New research shows that 34% of British consumers are planning to spend less on luxury items in 2021, as a result of financial anxiety stemming from the ongoing pandemic.
New research from RAPP and Code, which is part of Omnicom Precision Marketing Group, reveals that a third (34%) of UK consumers plan to spend less this year across six key sectors: luxury, retail, automotive, travel, technology and financial services.
RAPP and Code’s research puts the pandemic’s knock-on effects as one of the primary reasons, but their data does offer some light at the end of the tunnel for hard-hit retailers, manufacturers and brands.
Consumers stated that they would be prepared to spend more money if they were treated as individuals. It is in the younger consumer age groups where this becomes more apparent. 89% of consumers aged between 16-24 would spend more if they felt they were being valued, and the figure is 77% for 25-34 year-olds.
The past twelve months have caused many people to re-prioritise, resulting in the definition of luxury changing considerably. Recent articles we’ve published on the evolving needs of luxury travellers (here) and how the definition of luxury has changed (here) could be part of the reason why people feel they will be spending less on what is considered to be ‘traditional luxury’.
Our own experience is showing that many things never regarded as a luxury now are. However, these are yet to permeate into the minds and definitions of consumers who still view glitz, glamour, shiny physical objects and pampering solely as luxury.
· · · · ·
Continue the article on British consumers planning to spend less on luxury in 2021, picking up after its final sentence and keeping its tone.
· · · · ·
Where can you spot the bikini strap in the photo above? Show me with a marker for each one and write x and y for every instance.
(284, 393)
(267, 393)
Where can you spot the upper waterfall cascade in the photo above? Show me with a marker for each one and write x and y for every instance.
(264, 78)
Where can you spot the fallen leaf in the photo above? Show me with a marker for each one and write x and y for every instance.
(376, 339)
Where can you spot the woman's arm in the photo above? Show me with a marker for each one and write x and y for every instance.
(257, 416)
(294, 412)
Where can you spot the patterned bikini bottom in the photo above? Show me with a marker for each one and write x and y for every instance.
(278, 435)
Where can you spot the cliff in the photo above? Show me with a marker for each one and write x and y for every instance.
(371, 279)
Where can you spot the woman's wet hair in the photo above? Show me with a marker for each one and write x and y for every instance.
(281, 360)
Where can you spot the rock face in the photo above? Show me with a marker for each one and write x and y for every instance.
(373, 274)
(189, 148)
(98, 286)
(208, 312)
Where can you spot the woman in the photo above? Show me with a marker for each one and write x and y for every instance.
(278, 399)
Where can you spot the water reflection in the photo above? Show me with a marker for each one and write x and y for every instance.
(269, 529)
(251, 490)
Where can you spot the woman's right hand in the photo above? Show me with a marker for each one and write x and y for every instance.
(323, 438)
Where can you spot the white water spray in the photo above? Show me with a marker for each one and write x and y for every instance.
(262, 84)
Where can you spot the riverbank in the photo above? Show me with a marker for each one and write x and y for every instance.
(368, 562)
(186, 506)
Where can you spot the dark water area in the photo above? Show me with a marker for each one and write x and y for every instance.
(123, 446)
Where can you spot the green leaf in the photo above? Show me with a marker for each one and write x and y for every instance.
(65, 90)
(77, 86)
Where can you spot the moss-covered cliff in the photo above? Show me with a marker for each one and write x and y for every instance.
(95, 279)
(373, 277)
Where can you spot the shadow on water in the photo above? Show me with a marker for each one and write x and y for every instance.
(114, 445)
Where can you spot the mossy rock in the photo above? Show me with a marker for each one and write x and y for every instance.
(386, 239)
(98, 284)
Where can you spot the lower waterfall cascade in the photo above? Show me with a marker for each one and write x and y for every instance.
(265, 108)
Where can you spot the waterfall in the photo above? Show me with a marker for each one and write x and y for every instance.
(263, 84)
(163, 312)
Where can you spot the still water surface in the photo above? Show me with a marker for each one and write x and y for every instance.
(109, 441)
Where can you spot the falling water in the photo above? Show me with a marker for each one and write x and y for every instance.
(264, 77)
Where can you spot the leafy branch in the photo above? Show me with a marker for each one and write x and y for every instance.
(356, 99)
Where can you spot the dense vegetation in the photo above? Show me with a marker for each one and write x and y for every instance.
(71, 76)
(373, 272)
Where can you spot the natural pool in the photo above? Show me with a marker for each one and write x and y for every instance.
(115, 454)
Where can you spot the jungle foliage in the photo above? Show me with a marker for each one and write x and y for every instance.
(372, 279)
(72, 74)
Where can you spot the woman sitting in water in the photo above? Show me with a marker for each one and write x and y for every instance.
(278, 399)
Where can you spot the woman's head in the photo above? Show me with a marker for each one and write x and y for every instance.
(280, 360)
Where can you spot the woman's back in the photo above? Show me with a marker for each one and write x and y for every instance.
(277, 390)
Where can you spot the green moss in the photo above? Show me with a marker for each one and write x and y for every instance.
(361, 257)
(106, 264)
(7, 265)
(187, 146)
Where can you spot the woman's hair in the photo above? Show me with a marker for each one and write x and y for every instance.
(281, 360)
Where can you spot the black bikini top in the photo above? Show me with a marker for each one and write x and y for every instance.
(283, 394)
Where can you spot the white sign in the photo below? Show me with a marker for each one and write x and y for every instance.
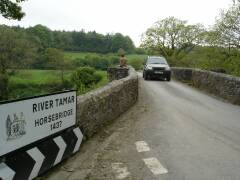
(27, 121)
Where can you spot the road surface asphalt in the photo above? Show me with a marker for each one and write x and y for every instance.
(174, 132)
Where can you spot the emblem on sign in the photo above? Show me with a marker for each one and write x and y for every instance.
(15, 127)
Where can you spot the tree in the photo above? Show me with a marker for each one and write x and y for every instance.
(11, 10)
(85, 77)
(171, 36)
(227, 28)
(15, 52)
(44, 35)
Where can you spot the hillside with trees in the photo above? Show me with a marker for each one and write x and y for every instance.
(193, 45)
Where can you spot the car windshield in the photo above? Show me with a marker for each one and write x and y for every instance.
(157, 61)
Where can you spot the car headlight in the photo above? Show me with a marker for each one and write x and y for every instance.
(167, 68)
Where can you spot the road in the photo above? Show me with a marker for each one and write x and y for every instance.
(174, 132)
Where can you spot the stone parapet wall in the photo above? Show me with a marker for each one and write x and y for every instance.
(218, 84)
(102, 106)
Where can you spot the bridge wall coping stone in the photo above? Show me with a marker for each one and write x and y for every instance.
(222, 85)
(100, 107)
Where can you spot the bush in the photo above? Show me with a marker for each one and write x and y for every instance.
(85, 77)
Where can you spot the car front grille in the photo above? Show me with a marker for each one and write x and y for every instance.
(158, 68)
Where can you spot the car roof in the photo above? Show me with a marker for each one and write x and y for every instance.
(149, 57)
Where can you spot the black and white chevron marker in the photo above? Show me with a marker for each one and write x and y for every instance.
(28, 164)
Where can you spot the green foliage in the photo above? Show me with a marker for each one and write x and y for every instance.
(11, 9)
(171, 36)
(84, 78)
(4, 80)
(97, 61)
(16, 50)
(26, 83)
(136, 61)
(137, 64)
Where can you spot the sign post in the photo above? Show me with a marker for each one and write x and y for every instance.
(25, 122)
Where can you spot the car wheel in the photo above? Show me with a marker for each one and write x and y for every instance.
(145, 76)
(168, 78)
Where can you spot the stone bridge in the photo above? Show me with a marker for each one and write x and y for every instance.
(151, 130)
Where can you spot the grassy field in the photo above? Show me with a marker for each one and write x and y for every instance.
(26, 83)
(134, 60)
(74, 55)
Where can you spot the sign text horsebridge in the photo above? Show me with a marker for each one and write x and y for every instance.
(27, 121)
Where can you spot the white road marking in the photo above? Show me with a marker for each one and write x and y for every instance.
(6, 173)
(120, 170)
(142, 146)
(155, 166)
(38, 157)
(79, 135)
(62, 146)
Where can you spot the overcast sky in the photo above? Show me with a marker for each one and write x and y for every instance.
· · · · ·
#### Result
It is highly probable that in terms of actual pounds sterling, at least the same amount will be spent on what is the modern-day, up-to-date definition of luxury but it will not be regarded as such in the minds of the consumers.
About the RAPP and Code Poll
The RAPP and Code poll involved 1,000 consumers in uncovering the nation’s current and future spending habits along with their expectations and desires from brands as influenced by the COVID-19 pandemic.
The findings show that travel and luxury will be hit hardest, with 41% and 34% saying they will spend less in these spaces, respectively. However, the cuts don’t stop there as respondents also report intensions to reduce spending in retail (31%), automotive and technology (both 30%) as well as financial services (27%).
What does this mean for brands?
Intended cuts in consumer spending is a challenge brands must face this year, as in any period of economic uncertainty. However, the research also uncovered consumer wants and needs for the year ahead, showcasing what brands can do to capture new audiences, retain existing customers and drive continued loyalty.
Consumers now expect communications to be tailored to them as an individual. They want brands to go beyond basic personalisation by considering their values, needs and behaviours.
But there’s a long way to go. Almost half of those surveyed (49%) said that all six sectors did a bad job on individualised marketing in 2020. Luxury performed the worst, with only 10% believing the industry did a good job at communicating to them as individuals.
Automotive and travel similarly ranked low, with 11% and 12% respectively, while financial services and technology scored 18% and 19%. Retail fared better, with a third (33%) saying the sector delivered individualised communications.
The expectation gap is real, and these findings clearly show that in order to succeed, brands need to evolve their customer relationships and treat customers as individuals.
Caroline Parkes, Chief Experience Officer at RAPP, said: “As we emerge from lockdown, the depth of the pandemic’s economic impact will become more apparent. Our research has highlighted the consumer’s cautious mindset, which means that brands have an important job to do to help instil confidence and give customers exactly what they are looking for.
Generic messages will do a brand no favours in this post lockdown world – the gap between the winners and losers will become wider. Consumers have told us they want to be treated as individuals, which means that the brands that find smarter ways of combining customer research with social and data sciences will come out on top.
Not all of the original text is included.